- **TASK STATEMENT**
From the material below, pick out each line containing the string "Draw" and copy those lines. Treat uppercase and lowercase letters as different.

Source data
++++++++++++++++++++

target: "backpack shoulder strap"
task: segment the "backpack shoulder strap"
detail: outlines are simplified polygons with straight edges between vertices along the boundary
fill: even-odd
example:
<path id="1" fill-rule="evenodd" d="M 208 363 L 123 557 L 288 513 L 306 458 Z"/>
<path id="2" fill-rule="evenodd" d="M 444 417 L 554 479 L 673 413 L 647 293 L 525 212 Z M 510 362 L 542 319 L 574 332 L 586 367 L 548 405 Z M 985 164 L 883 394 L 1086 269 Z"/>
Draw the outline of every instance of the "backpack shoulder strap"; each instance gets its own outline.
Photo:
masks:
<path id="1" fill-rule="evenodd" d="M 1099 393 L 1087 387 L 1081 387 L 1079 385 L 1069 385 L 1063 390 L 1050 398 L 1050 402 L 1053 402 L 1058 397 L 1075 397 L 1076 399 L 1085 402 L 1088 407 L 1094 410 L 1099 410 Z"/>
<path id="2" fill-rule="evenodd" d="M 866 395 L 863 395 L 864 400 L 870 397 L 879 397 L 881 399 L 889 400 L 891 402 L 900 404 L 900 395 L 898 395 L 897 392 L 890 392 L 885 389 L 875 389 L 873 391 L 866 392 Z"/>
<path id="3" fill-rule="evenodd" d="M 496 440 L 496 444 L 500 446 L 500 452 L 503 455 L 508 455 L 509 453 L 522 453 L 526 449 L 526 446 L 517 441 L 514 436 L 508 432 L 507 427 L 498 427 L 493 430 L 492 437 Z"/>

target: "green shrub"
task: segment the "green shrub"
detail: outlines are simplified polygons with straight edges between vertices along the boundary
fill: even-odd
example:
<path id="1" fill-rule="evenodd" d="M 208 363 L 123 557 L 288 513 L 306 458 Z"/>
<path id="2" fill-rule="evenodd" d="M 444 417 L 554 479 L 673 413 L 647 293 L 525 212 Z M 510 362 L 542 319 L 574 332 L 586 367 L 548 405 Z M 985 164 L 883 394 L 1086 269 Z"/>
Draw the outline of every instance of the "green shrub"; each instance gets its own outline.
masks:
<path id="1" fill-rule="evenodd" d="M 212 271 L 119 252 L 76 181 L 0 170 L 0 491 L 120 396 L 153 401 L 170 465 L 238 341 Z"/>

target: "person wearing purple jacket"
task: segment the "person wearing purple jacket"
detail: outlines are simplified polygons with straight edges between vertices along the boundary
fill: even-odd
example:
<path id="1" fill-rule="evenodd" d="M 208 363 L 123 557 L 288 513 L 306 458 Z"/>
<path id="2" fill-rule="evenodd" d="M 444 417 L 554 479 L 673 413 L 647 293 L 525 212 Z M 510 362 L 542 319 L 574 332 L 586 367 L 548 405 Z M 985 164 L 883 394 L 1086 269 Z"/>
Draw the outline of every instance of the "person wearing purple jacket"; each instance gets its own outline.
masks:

++++++++++++++++++++

- **FINISHED ANSWER**
Draw the outline of every instance of the "backpack shoulder strap"; each instance gets its own outline.
Draw the outline of every instance of the "green shrub"; each instance gets its own outline.
Draw the outline of every instance of the "person wearing purple jacket"; each instance gets its own outline.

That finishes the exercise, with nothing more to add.